What is asked: Write out the listing below exactly, and omit any images you find in it.

* Start Given records *

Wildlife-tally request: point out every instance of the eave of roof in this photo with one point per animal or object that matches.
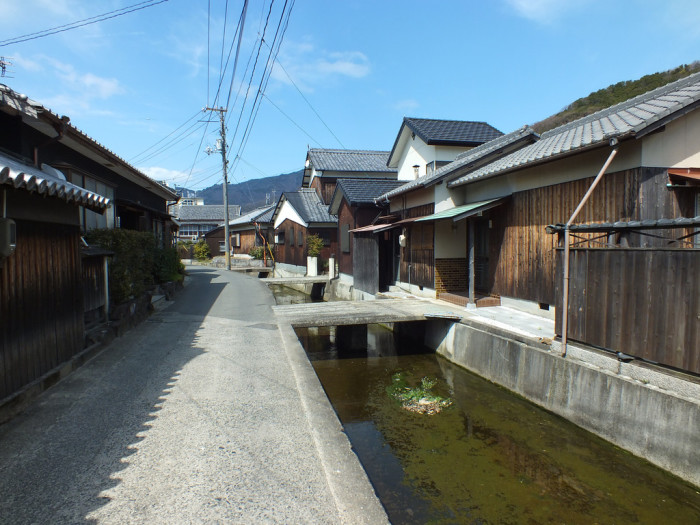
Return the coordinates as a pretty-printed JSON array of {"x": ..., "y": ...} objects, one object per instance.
[
  {"x": 480, "y": 155},
  {"x": 633, "y": 118},
  {"x": 33, "y": 180},
  {"x": 45, "y": 121}
]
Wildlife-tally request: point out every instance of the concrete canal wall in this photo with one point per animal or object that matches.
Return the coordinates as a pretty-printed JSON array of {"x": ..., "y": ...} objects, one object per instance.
[{"x": 651, "y": 413}]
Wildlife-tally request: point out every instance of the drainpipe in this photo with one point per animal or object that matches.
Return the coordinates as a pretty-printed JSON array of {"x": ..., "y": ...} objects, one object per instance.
[
  {"x": 565, "y": 299},
  {"x": 60, "y": 129}
]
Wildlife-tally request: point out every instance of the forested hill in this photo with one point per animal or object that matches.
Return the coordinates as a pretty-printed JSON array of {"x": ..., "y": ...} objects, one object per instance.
[
  {"x": 251, "y": 194},
  {"x": 614, "y": 94}
]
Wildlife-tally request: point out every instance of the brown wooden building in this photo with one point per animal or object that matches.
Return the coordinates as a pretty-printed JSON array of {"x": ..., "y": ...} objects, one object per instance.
[
  {"x": 41, "y": 283},
  {"x": 297, "y": 215},
  {"x": 247, "y": 231},
  {"x": 353, "y": 202}
]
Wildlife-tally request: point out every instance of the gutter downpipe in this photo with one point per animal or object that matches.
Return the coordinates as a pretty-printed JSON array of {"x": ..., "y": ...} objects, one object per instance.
[{"x": 565, "y": 298}]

* End Given records *

Answer to the problem:
Wildlife-tally request: point out every instance of the eave of roof in this photo with one point per animal or object that matches.
Return the coordinates as a pretty-printed JSON array of {"x": ..., "y": ...} objects, one object per instance.
[
  {"x": 480, "y": 155},
  {"x": 633, "y": 118},
  {"x": 33, "y": 180},
  {"x": 45, "y": 121}
]
Wildlife-tally request: point out every instance of the concrete canal wall in this photo with one point per animal or object that matches.
Return the coordinates as a pretty-printed JSON array of {"x": ..., "y": ...} objects, one object per instance.
[{"x": 651, "y": 413}]
Wildlife-tally request: point out every instance of the drainpipe in this photo with one point per animal or object that matches.
Return the coordinates as a pretty-printed JSON array of {"x": ..., "y": ...} objects, one object per instance.
[
  {"x": 565, "y": 299},
  {"x": 60, "y": 129}
]
Wildlife-tally request: point out every instance of the forested hill in this photo with one point per animal or object that matches.
Return the coordinates as a pretty-printed JSON array of {"x": ..., "y": ...} objects, one object per instance.
[
  {"x": 251, "y": 194},
  {"x": 614, "y": 94}
]
Wildlife-tally request: point out every instance of the brown wooden building in this photo with one point per animal or object that matches.
Return the coordinates as a pretty-printed JSON array of {"x": ..., "y": ...} objects, one object per instance.
[
  {"x": 41, "y": 283},
  {"x": 297, "y": 215},
  {"x": 247, "y": 231},
  {"x": 353, "y": 202}
]
Wildlife-tally request: point out every instance of the gutter downpipe in this photo with one point per animal or object that matches.
Return the coordinates as a pretty-printed JSON array of {"x": ..., "y": ...} objects, one object per instance.
[{"x": 565, "y": 298}]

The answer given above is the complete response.